Source document
------------------------------------------------------------------------

To advance surgical guidance technologies, RIT is collaborating with Vanderbilt University experts who are pushing biophysical simulation to its limits in the pursuit of smarter, more capable medical devices and systems.
“Can AI learn the complicated physical effects that elude our current modeling capabilities?” said Michael Miga, professor and director of the Vanderbilt Institute for Surgery and Engineering (VISE). “It’s an intriguing question for this field and one that we are actively pursuing together.”
Trusting a digital twin
Ph.D. student Sumeet Atul Vadhavkar is working to improve digital twins of the heart. He said the key element is that clinicians and patients need to trust the AI that he builds.
It’s also personal for Vadhavkar ’23 MS (computer science) because both his parents and his brother are medical doctors.
“I feel like people don’t have a very positive outlook on AI when it comes to their health,” said Vadhavkar. “They would rather trust a human being who has done it thousands of times than some black-box AI model. With hybrid AI, we’ll know exactly what it’s doing and why, and we can prove that it is accurate. Then, perhaps, people will be able to trust it.”
Vadhavkar’s aim is to help doctors with ventricular tachycardia (VT) ablation—a complex procedure that uses catheters to destroy specific heart tissues that are causing abnormal rhythms.
“During the surgery, doctors must first map the arrhythmia source, which can take hours,” said Vadhavkar. “With a digital twin that replicates the electrical activity of the heart, doctors could do the mapping and diagnosis beforehand, making it less invasive.”
For the heart research, RIT is collaborating with the University of Pennsylvania. Medical experts explained that this research could meaningfully improve ablation strategy by guiding access, depth, and lesion extent without added procedural risk.
“What is most intriguing about the hybrid AI approach is the paradigm shift from trying to directly find and define a VT isthmus (while attending to patient’s hemodynamic needs and overcoming anatomic obstacles and boundaries) to inferring its 3D structure as a hidden cause of observed ventricular activation,” said Dr. Saman Nazarian, director of the Arrhythmia Imaging Research Laboratory and professor at the University of Pennsylvania.
Vadhavkar is currently building a methodology that is more adaptable from one patient to another. He said this is critical because today’s AI models already use a lot of energy and take a lot of time to operate.
Maryam Toloubidokhti ’25 Ph.D. (computing and information sciences) was also attracted to Wang’s lab because of her interest in both medicine and computer science.
While searching for Ph.D. programs, Toloubidokhti, who is originally from Iran, found Wang’s webpage. She was hooked once she saw how gray-box modeling could be applied to a clinical domain.
“This hybrid AI work felt like a really good bridge for me,” said Toloubidokhti, who considered going to medical school.
She also saw hybrid AI as a good bridge for clinicians, because it’s a type of AI that they could actually trust. Toloubidokhti explained that hybrid AI retains interpretability and reliability because physics guides the neural network, while AI fills in gaps where physics models fall short.

“Even an electrocardiogram with 12 leads on the body has information loss and noise,” said Toloubidokhti. “Hybrid AI can be used to fill in the gaps and create a better reflection of what’s happening in the heart.”
As a student, Toloubidokhti published 18 papers on her work, including one at the International Conference on Learning Representations, the premier gathering of deep-learning professionals.
Now, she is working as an applied researcher at the AI startup Articul8. There, she uses her expertise in deep learning to build large-scale generative AI systems for enterprise applications across a range of industries.
“It’s exciting to think that my research can contribute to how hybrid AI methods are being developed for medical applications,” said Toloubidokhti. “Given the rate of change in AI, I hope to see people use this in practice someday.”

------------------------------------------------------------------------

Records held in a dataset
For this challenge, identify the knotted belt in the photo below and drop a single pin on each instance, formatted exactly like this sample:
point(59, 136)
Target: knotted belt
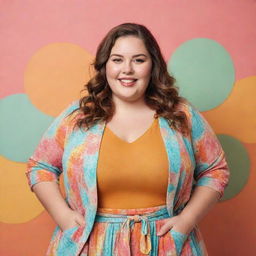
point(145, 239)
point(128, 220)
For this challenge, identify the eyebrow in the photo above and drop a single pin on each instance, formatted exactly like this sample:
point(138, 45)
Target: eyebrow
point(136, 55)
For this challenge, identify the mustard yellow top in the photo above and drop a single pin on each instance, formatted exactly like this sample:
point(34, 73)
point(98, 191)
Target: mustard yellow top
point(132, 175)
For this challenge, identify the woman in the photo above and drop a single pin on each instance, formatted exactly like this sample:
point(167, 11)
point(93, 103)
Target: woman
point(141, 165)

------------------------------------------------------------------------

Goal of the exercise
For each statement, say whether it agrees with the article on hybrid AI in medical research. Answer yes or no, and quote the article's deciding words. 1. Vadhavkar's parents and brother are all medical doctors. 2. For the heart research, RIT is collaborating with Vanderbilt University. 3. Toloubidokhti published 18 papers while she was a student.

Answer for this exercise
1. Yes: "both his parents and his brother are medical doctors"
2. No: "For the heart research, RIT is collaborating with the University of Pennsylvania."
3. Yes: "As a student, Toloubidokhti published 18 papers on her work"